Instruction: Reproduce the records below exactly as given.

— Start Data section —

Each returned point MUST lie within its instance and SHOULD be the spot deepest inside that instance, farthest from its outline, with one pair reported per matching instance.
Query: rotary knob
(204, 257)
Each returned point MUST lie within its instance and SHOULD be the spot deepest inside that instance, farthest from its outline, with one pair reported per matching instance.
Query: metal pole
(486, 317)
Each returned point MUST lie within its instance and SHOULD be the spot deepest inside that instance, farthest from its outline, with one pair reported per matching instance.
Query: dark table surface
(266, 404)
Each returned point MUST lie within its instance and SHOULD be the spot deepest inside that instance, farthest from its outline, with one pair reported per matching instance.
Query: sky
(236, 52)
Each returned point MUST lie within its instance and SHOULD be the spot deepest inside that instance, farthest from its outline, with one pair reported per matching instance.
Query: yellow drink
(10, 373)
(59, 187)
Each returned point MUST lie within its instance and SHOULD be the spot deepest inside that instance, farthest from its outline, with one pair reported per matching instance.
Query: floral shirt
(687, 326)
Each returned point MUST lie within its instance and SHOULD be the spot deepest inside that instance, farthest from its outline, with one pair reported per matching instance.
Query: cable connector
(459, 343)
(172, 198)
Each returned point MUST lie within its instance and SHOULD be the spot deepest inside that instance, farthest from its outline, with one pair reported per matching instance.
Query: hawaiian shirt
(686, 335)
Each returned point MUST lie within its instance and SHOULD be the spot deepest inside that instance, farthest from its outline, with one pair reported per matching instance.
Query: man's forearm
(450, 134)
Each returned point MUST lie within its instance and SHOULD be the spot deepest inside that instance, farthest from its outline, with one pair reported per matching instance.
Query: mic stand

— End Data section —

Answer for the task:
Each returned point MUST lie within its instance and SHOULD be the spot deepest inside that instance, farthest from its outline, with one pair reported per matching instance.
Query: rotary knob
(204, 257)
Each returned point MUST lie within its instance and SHOULD be the spot deepest inside that instance, farthest from its outline, with one pair reported per matching instance.
Query: metal pole
(486, 317)
Each returned point MUST lie within its instance and SHOULD be the spot deepest inside that instance, farthest from its outline, with one pair reported per matching instance.
Query: dark table surface
(266, 404)
Each returned point MUST lie within its instance and SHOULD be the spot deepest inside that instance, farthest from its outline, with one pair reported per matching instance.
Query: sky
(236, 52)
Each returned point MUST lie within its instance and SHOULD be the spot deepest inside that instance, farthest from its outline, with one pair reported per matching instance.
Query: yellow drink
(10, 373)
(59, 187)
Each returned point MUST lie within its instance and SHOULD be the spot deepest inside that instance, farthest from its outline, with one pair reported per matching instance.
Query: floral shirt
(687, 326)
Each returned point MUST lie within its instance and SHOULD be the spot deepest inside that instance, farthest from its outline, with one pair reported per matching instance.
Query: cable connector
(459, 343)
(172, 198)
Each returned point MUST lie within its instance and SHOULD be the spot deepest inside that instance, farthest from its outline, with one pair reported per matching instance.
Query: hawaiian shirt
(686, 335)
Each returned point MUST lie within its instance and SHOULD be the spot deepest inside that instance, farthest from its outline, with one pair reported per matching instance.
Query: man's forearm
(450, 134)
Each returned point MUST lie within its instance and SHOULD be the spot deepest inside that instance, farthest from its outline, with one pair reported per matching instance.
Query: mic stand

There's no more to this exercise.